「事業性評価」が到来!あなたは資金調達できますか?plus

第85回

「続ける!」意思を表明しないと相手にされない!?

StrateCutions (ストラテキューションズ)グループ  落藤 伸夫

 

 前職で倒産案件を1万8000以上審査してきた者として「金融機関の心配をしっかり受け止めて欲しい」と思うことがあります。その典型例が事業承継問題です。「そんな、経営者の最もナーバスな問題に口を挟むのか?」はい、だから多くの金融機関は、非常に心配していますが口を出しません。その代わり「いくら心配しても伝わらない。もう諦めるしかない」と思ってしまう場合があります。それ以上の支援、つまり融資は困難と判断してしまうのです。



中小企業と金融機関のギャップ

 中小企業、特に経営者には、サラリーマンと違って定年がありません。サラリーマンは60歳、延長して65歳が定年で、その年がくれば否応無しに会社を辞め、次の仕事を探すか隠居生活に入るかを決めなければなりません。一方で経営者は、「ここで引退しよう」と考えるまで働き続けることができます。何人もの経営者の皆さんとお付き合いしていると、多くの経営者は「まだまだ元気だから」とか「後継者が育っていないので」もしくは「後継者がいないので」などの理由で仕事を続けています。仕事を続けられるのは喜ばしいことですが、一方で社長の怪我や病気などの理由で事業が立ち行かなくなるリスクが高まることを意味しています。


 「自分には、そんなことは起きない。」そう仰った社長さんにも同等のリスクがあるケースを、筆者は何千と見てきました。金融機関の担当者も、私ほどの件数ではなくても、多く見てきたことでしょう。そのような社長さんが、今までと全く同じように借入を起こそうとする場合があります。経常運転資金のこともあれば、資金繰り資金のこともあります。時には拡大運転資金や、設備投資資金の申し込みの場合もあります。一方で金融機関としては、そのような企業からの借入申込みに抵抗感を感じるようになり、その感じは年を追うごとに強くなります。


 「なぜだ、私は元気で働いているのに。」おっしゃる通りです。しかし金融機関は、そう仰っていた社長さんがいつの間にか「自分はもう仕事をやめることにした。継ぐ人もいないので会社そのものをやめようと思っている。借入金全てを返済できるわけではないが、こちらとしても無い袖は振れない」と言うようになる場面を再三、見てきました。日本政策金融公庫からは「そうなる可能性のある会社がかなりの割合で存在する」との統計も出ています。平穏な気持ちでいられるはずがありません。
━━━━━━━━━━━━━━━━━━━━━━━━━━━━━━
### 練習問題
A - データのエントリの先頭から書き始め、「287,611,385,766」を含む行まで書き写して、「tail feather」を「wing」に入れ替えてください。画像は答えに含めないこと。
B - 事業承継と金融機関の融資判断を扱った本文を、示された最後の文の後から書き継ぐこと。

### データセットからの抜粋
━━━━━━━━━━━━━━━━━━━━━━━━━━━━━━
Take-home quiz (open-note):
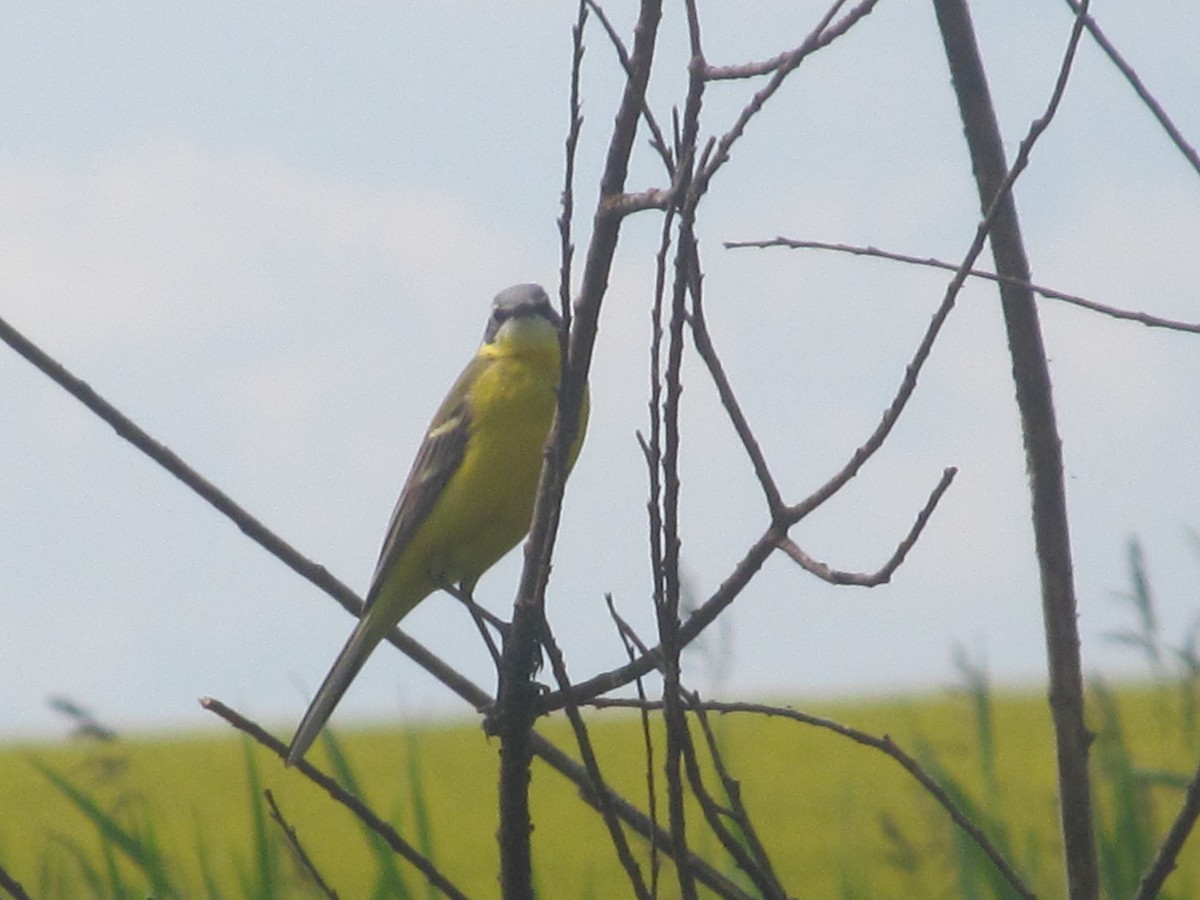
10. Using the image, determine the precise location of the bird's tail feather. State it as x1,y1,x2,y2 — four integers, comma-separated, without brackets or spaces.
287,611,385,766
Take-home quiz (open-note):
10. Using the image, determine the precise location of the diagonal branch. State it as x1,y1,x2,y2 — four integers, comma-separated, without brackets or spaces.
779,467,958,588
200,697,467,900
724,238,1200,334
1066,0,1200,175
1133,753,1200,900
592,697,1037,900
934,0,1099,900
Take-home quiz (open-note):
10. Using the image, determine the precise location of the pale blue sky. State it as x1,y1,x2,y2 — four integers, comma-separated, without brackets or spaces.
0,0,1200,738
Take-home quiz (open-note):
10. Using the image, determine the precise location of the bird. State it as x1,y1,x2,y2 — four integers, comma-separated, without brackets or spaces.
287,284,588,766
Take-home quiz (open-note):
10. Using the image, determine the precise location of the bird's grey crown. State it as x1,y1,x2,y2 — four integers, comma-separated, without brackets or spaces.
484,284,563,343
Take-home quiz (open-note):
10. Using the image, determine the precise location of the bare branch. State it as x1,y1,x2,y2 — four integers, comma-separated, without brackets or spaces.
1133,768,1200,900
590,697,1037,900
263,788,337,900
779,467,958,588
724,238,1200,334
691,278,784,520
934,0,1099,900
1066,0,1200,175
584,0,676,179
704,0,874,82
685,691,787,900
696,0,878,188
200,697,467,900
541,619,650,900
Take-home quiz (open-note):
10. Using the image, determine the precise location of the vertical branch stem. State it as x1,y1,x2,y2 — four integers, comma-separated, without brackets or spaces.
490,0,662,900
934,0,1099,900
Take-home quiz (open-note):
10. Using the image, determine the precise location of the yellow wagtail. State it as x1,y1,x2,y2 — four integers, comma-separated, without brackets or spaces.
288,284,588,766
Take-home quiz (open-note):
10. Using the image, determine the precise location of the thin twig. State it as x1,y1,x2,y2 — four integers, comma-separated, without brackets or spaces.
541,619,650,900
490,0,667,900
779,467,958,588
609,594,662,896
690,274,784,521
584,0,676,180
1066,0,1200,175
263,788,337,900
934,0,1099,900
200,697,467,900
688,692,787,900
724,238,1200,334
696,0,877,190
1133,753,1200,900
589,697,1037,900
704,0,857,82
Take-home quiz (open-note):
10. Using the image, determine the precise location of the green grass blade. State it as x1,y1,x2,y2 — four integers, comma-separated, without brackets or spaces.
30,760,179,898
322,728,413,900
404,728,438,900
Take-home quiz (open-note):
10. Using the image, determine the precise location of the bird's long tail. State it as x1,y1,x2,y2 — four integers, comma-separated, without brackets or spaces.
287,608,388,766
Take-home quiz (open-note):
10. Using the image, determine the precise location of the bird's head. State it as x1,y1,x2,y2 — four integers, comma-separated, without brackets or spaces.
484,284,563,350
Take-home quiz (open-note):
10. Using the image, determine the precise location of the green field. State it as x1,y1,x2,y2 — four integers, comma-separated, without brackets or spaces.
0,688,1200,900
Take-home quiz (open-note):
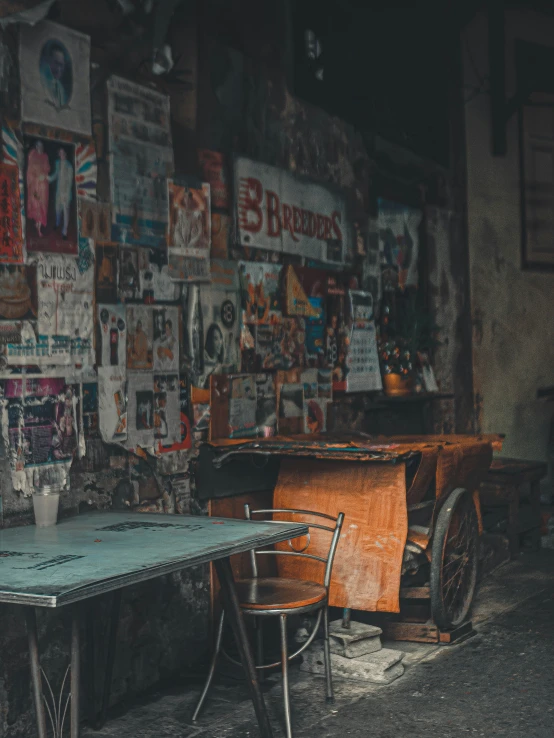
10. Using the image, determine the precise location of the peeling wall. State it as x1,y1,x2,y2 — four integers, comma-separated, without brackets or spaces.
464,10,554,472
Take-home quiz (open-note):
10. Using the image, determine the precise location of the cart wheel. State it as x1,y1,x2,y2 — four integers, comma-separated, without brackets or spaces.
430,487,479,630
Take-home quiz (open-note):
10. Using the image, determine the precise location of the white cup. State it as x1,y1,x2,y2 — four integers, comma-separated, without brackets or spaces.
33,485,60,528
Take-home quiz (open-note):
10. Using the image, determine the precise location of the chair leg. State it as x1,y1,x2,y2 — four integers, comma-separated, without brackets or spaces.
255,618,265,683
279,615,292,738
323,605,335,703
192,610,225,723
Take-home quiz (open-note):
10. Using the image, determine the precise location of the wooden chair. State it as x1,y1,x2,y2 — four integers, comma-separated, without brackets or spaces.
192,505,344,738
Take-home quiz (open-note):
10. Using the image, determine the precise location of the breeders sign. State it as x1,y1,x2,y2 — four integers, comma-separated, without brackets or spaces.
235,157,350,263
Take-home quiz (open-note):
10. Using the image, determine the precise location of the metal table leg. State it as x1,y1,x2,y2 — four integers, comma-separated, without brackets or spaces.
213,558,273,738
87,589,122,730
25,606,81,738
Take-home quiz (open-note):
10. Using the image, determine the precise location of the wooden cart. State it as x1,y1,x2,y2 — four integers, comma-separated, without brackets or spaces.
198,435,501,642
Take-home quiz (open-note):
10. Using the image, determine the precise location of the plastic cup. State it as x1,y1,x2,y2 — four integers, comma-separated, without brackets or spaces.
━━━━━━━━━━━━━━━━━━━━━━━━━━━━━━
### 解答
A -
Take-home quiz (open-note):
10. Using the image, determine the precise location of the bird's wing. State it as x1,y1,x2,y2 — four integers, comma-separated, without brackets or spaces.
287,611,385,766

B -
「リスク・コントロール」という考え方

 「そうは言っても事業承継は自分だけで行えるものではない。相手がいる。想定外のことも多々起きる。荷が重い課題を融資条件にするのは、金融機関の横暴ではないか」そのお気持ち、分かります。一方で、「実は金融機関の期待は、事業承継の完遂ではない可能性がある」と言っておきましょう。


 「リスク」は完全に避けることはできません。売上を例に考えると、普段通りに仕事をしても売上が良い時もあれば悪い時もあります。金融機関としては、コンスタントに売上をあげて欲しいと思っていますが、そうならない場合もあることは重々理解しています。


 金融機関が関心を持っているのは「リスクがコントロールされているかどうか」です。売上の例では、売上が毎日集計され、芳しくなければ察知して対応が打てる企業はリスクがコントロールされています。一方、売上金額は年に一回、税理士が集計して初めて分かる企業はコントロールされていません。十分な利益がある企業なら後者でも融資が受けられるかもしれませんが、時に赤字になる企業が後者のような状況だと、消極的にならざるを得ないのです。 



例えば「事業承継計画」を立ててみる

 事業承継の場合も同じです。事業承継が成功するかどうかは結果を見なければなりませんが、それでは社長の年齢が一定以上の企業は全て資金調達が困難になってしまいます。しかし実際にはそうはならないのは、金融機関は、事業承継というリスクが適切にコントロールされているかを気にしているからです。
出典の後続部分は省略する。